Le lendemain de leur prestation, le Vatican et l'Evêché ne pourront que constater les dégâts : certains dans le public se sont "oubliés" dans les bénitiers, d'autres ont baisé dans les coins, le vandalisme n'est pas loin et la presse de droite se déchaîne sur l'"apocalypse de Reims". Le groupe - et toute autre formation "rock" - sera privé de lieux de cultes catholiques. Il faudra attendre 1995 avant que TD (dont la musique a largement évolué) ne se produise à nouveau dans une église…  

 

Yahia Karioun revient sur les "lieux du drame", retrouve l'organisateur français (aujourd'hui retraité EDF) et Philippe Manoeuvre - qui à l'époque est un des rares à pourfendre le groupe dans Rock'n'Folk, prétendant pouvoir refaire leur musique avec des ustensiles de cuisine !  

 

1965 - Cadaquès, Espagne.  

 

Le jeune Edgar Wilmar Froese a 21 ans. Lui et quelques potes viennent de fonder un groupe de rock/blues reprenant des standards, The Ones. Ils tournent, complètement fauchés, à travers l'Europe, font une première partie de Johnny Hallyday. On les considère alors comme des rockeurs hippies et se fondent dans cette vague.  

Leur passage sur la péninsule ibérique attire l'attention d'un certain Salvator Dali qui, enthousiasmé par leur énergie, les invite alors à jouer lors d'une exposition qu'il organise chez lui. Pour Froese, la rencontre est essentielle, fondatrice.

__Tâche à réaliser__: Pouvez-vous restituer sans modification le passage du texte, depuis « Yahia Karioun revient » jusqu'à « - Cadaquès, Espagne. » inclus ? Les items qui viennent ensuite forment un matériau indépendant du passage.

__Items présentés__:
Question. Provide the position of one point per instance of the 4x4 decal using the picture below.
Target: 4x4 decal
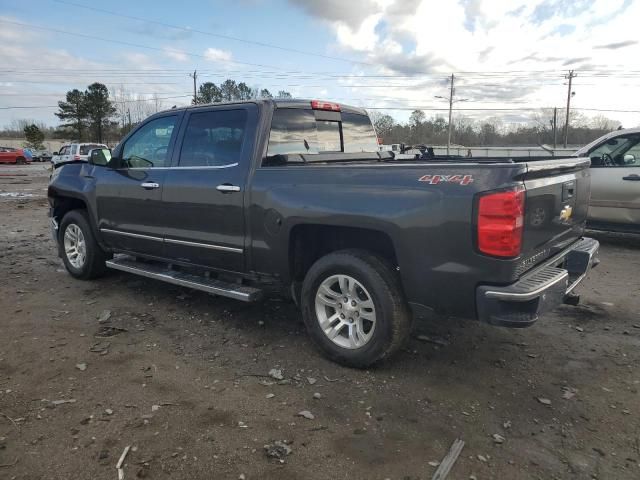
(436, 179)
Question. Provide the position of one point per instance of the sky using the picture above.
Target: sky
(509, 57)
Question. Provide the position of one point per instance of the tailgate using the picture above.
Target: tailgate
(556, 206)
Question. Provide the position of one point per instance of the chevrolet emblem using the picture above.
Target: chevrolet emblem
(566, 213)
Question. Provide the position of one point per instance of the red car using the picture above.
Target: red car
(14, 155)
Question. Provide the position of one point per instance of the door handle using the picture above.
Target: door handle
(227, 188)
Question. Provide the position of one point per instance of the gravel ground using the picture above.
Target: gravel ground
(183, 378)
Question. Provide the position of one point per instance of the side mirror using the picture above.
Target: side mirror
(99, 156)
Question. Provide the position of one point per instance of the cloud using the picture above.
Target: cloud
(617, 45)
(472, 13)
(159, 31)
(217, 55)
(548, 9)
(564, 29)
(177, 55)
(572, 61)
(348, 12)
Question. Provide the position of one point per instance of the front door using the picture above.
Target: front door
(204, 191)
(129, 190)
(615, 181)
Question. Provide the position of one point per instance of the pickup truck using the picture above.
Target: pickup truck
(292, 197)
(615, 181)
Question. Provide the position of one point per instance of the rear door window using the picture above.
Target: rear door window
(148, 147)
(84, 149)
(213, 138)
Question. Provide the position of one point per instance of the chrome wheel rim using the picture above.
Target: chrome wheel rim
(345, 311)
(75, 246)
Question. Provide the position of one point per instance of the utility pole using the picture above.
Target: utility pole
(569, 94)
(555, 127)
(452, 92)
(194, 75)
(452, 89)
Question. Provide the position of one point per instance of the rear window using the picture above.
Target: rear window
(297, 131)
(358, 132)
(84, 149)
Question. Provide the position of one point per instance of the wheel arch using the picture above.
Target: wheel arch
(309, 242)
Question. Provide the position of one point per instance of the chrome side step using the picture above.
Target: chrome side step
(128, 264)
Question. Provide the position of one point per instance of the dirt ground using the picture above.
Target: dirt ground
(183, 378)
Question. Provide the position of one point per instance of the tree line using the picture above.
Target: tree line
(491, 131)
(229, 91)
(96, 113)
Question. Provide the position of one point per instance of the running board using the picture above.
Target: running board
(197, 282)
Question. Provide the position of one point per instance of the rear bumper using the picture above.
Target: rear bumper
(544, 288)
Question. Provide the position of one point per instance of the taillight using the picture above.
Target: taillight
(500, 222)
(320, 105)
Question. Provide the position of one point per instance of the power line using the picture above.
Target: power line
(427, 109)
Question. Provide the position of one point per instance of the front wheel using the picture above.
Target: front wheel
(82, 256)
(354, 308)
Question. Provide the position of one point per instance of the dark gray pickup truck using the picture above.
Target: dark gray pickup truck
(293, 197)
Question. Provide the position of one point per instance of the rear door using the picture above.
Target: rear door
(615, 181)
(5, 156)
(204, 193)
(129, 194)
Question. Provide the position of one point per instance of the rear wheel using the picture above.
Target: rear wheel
(354, 308)
(82, 256)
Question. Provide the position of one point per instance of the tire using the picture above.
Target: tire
(373, 291)
(89, 259)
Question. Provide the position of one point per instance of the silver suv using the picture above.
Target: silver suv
(75, 151)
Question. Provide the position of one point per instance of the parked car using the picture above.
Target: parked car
(14, 155)
(75, 152)
(292, 197)
(615, 181)
(42, 156)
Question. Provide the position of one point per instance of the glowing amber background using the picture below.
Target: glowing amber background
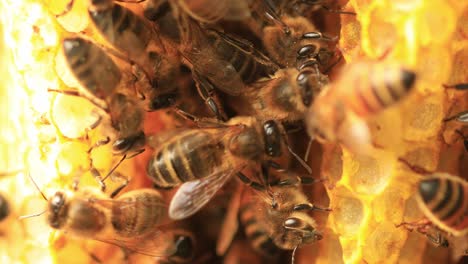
(41, 133)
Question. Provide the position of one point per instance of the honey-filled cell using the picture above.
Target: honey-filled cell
(48, 135)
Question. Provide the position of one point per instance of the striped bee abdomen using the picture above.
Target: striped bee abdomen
(256, 232)
(447, 201)
(146, 211)
(376, 87)
(121, 27)
(91, 66)
(188, 157)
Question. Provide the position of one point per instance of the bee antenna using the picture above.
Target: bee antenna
(115, 167)
(293, 255)
(303, 162)
(37, 187)
(309, 146)
(31, 215)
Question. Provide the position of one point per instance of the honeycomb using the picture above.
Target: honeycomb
(42, 134)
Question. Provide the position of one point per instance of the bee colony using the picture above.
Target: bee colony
(233, 131)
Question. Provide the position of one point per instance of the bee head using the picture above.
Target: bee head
(133, 142)
(184, 247)
(163, 101)
(246, 144)
(4, 208)
(272, 136)
(305, 87)
(57, 210)
(300, 230)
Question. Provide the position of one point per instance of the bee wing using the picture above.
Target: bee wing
(155, 244)
(230, 223)
(123, 204)
(193, 195)
(248, 48)
(238, 10)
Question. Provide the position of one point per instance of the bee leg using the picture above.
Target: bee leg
(201, 122)
(320, 3)
(255, 185)
(458, 86)
(309, 207)
(67, 9)
(98, 178)
(438, 240)
(318, 35)
(78, 94)
(301, 161)
(461, 117)
(273, 15)
(207, 92)
(299, 180)
(93, 170)
(248, 48)
(95, 258)
(123, 185)
(465, 138)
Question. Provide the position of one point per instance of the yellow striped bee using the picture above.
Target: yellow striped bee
(273, 218)
(4, 207)
(100, 79)
(203, 159)
(443, 199)
(130, 221)
(363, 89)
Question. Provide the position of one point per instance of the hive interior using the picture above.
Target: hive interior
(369, 194)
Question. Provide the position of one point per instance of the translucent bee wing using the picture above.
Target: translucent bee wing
(230, 223)
(122, 204)
(248, 48)
(238, 10)
(155, 244)
(193, 195)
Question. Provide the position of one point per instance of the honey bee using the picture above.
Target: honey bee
(100, 77)
(442, 199)
(4, 207)
(203, 159)
(276, 218)
(338, 112)
(126, 31)
(284, 97)
(303, 43)
(129, 221)
(207, 11)
(180, 242)
(224, 61)
(256, 231)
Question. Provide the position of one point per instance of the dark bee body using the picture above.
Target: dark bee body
(245, 64)
(291, 226)
(286, 50)
(90, 215)
(4, 208)
(443, 199)
(281, 97)
(206, 11)
(365, 88)
(375, 86)
(95, 71)
(198, 153)
(188, 156)
(122, 28)
(139, 218)
(256, 232)
(184, 243)
(100, 79)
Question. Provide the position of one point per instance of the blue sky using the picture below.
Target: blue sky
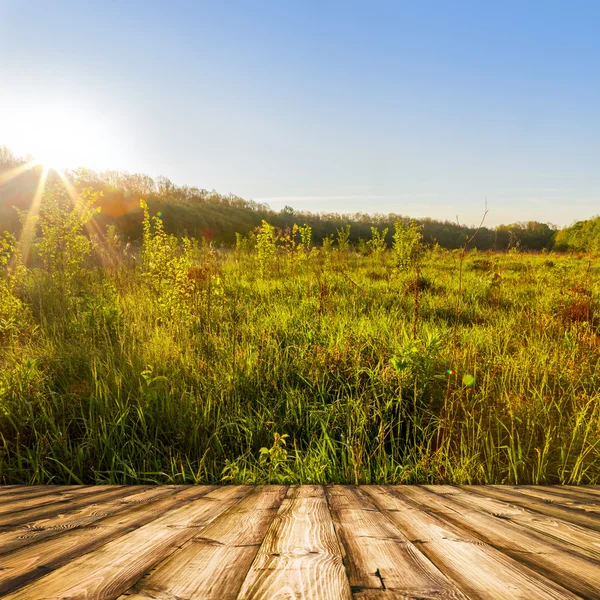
(420, 108)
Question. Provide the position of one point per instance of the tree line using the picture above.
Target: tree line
(218, 217)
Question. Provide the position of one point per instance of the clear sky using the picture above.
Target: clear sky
(420, 108)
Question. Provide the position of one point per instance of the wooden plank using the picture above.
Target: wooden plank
(68, 502)
(27, 491)
(103, 561)
(557, 562)
(559, 492)
(567, 510)
(12, 505)
(593, 490)
(545, 494)
(378, 556)
(477, 568)
(300, 557)
(213, 564)
(584, 540)
(17, 536)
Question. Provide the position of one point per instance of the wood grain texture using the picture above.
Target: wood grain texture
(567, 510)
(213, 564)
(557, 562)
(111, 569)
(378, 556)
(16, 536)
(12, 505)
(300, 557)
(26, 513)
(478, 569)
(300, 542)
(582, 539)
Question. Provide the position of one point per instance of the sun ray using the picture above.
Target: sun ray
(28, 230)
(91, 226)
(16, 171)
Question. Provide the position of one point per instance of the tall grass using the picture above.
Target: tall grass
(181, 364)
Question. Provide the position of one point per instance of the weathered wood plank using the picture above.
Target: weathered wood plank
(68, 502)
(14, 504)
(213, 564)
(109, 570)
(559, 531)
(560, 492)
(566, 510)
(593, 490)
(477, 568)
(27, 491)
(300, 557)
(73, 517)
(377, 555)
(557, 562)
(545, 494)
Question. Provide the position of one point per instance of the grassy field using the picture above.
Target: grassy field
(278, 362)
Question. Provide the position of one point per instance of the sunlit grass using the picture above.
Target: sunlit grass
(182, 366)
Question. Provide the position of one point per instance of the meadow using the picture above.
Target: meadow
(289, 359)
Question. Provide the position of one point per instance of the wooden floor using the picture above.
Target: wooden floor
(368, 542)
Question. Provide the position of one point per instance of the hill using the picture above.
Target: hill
(217, 217)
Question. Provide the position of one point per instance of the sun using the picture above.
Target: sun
(62, 140)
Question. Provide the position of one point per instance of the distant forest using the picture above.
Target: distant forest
(217, 217)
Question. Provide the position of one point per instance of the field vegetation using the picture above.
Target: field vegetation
(292, 357)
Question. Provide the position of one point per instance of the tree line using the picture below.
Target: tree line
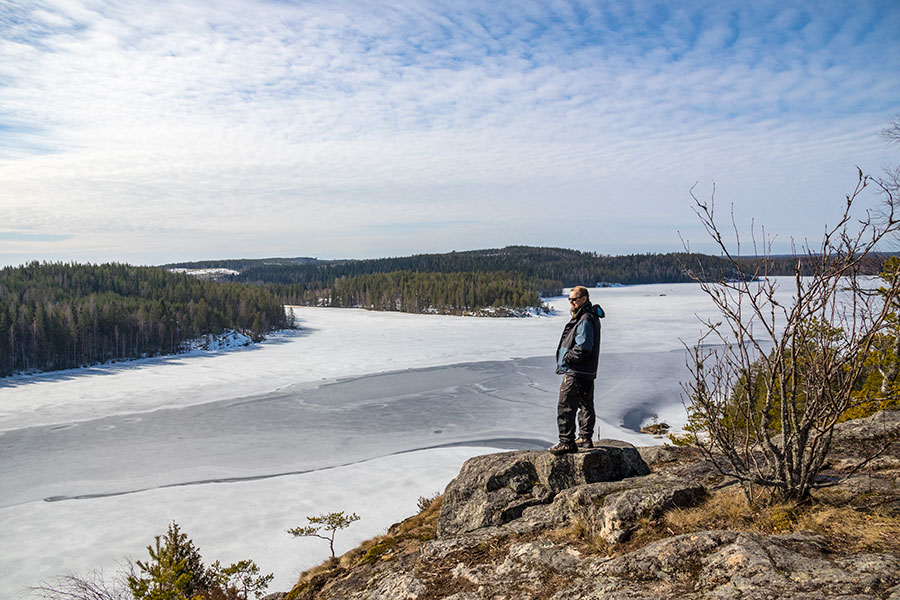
(542, 272)
(59, 316)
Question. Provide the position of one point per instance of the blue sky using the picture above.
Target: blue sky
(150, 132)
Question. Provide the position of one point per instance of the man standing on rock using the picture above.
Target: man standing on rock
(576, 360)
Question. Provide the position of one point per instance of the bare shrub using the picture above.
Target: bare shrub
(771, 380)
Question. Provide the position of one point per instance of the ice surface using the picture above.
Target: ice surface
(359, 411)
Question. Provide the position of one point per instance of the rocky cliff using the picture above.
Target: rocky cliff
(623, 522)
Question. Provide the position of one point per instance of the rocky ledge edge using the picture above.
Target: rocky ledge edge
(509, 522)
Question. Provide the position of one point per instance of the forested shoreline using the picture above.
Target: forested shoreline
(513, 277)
(60, 316)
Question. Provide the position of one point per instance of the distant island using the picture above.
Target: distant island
(514, 277)
(59, 316)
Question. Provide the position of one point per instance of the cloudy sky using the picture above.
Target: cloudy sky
(156, 131)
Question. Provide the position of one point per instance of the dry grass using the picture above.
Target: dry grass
(848, 529)
(402, 537)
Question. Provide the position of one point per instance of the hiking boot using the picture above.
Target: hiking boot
(563, 448)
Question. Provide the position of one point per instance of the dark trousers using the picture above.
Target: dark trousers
(576, 395)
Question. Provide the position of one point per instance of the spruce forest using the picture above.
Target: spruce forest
(60, 316)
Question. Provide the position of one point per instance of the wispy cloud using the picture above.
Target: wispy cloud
(261, 128)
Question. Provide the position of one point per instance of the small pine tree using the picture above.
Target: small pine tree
(328, 522)
(174, 572)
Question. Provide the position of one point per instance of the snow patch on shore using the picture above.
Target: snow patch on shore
(227, 340)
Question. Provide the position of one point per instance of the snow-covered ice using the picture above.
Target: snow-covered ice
(359, 411)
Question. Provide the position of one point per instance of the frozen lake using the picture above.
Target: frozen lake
(359, 411)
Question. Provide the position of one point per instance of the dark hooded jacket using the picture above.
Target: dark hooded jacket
(579, 346)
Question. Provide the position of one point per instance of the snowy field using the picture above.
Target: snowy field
(359, 411)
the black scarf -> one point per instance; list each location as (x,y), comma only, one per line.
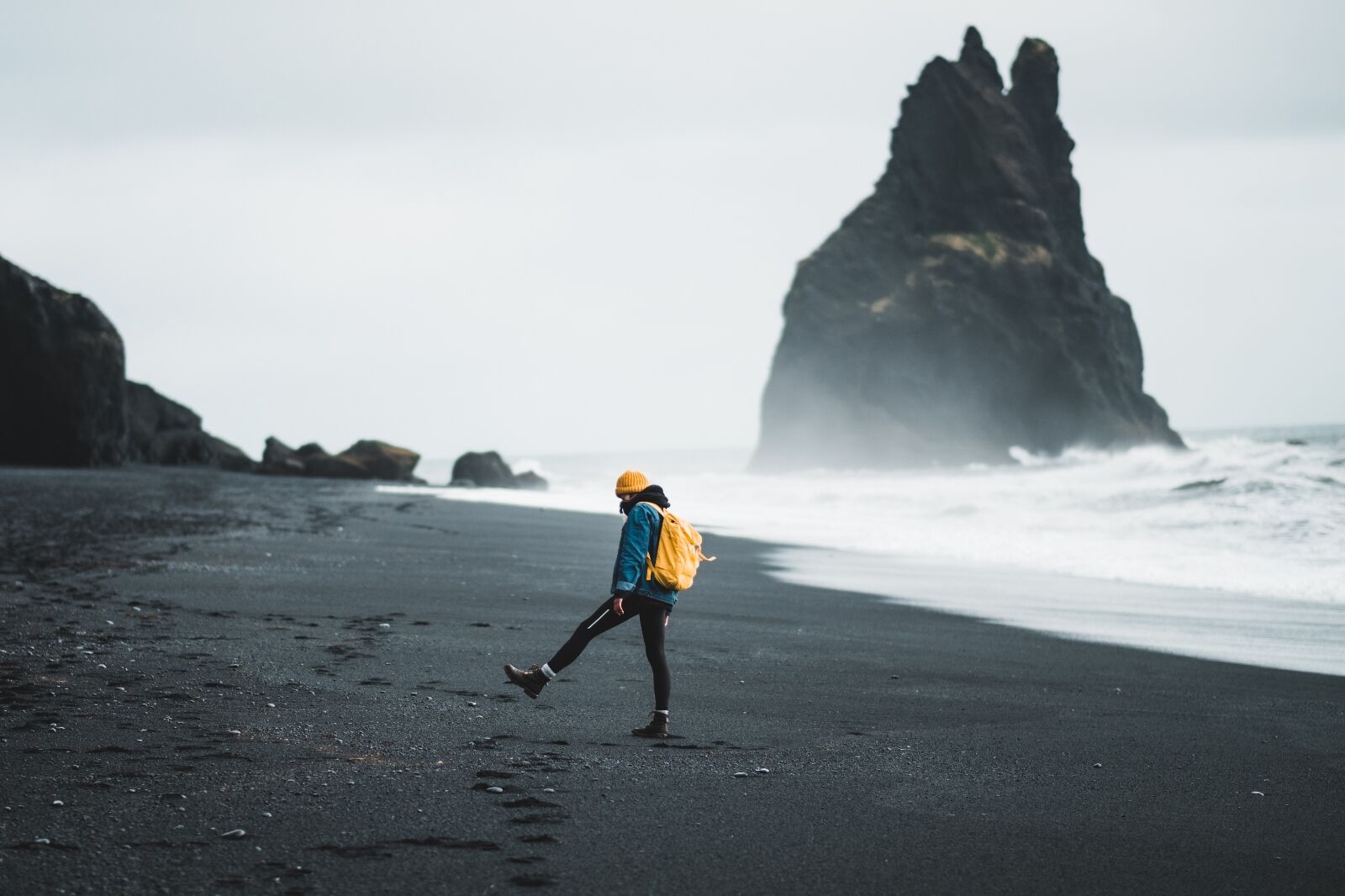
(654,494)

__Réponse complète__:
Yahia Karioun revient sur les "lieux du drame", retrouve l'organisateur français (aujourd'hui retraité EDF) et Philippe Manoeuvre - qui à l'époque est un des rares à pourfendre le groupe dans Rock'n'Folk, prétendant pouvoir refaire leur musique avec des ustensiles de cuisine !  

 

1965 - Cadaquès, Espagne.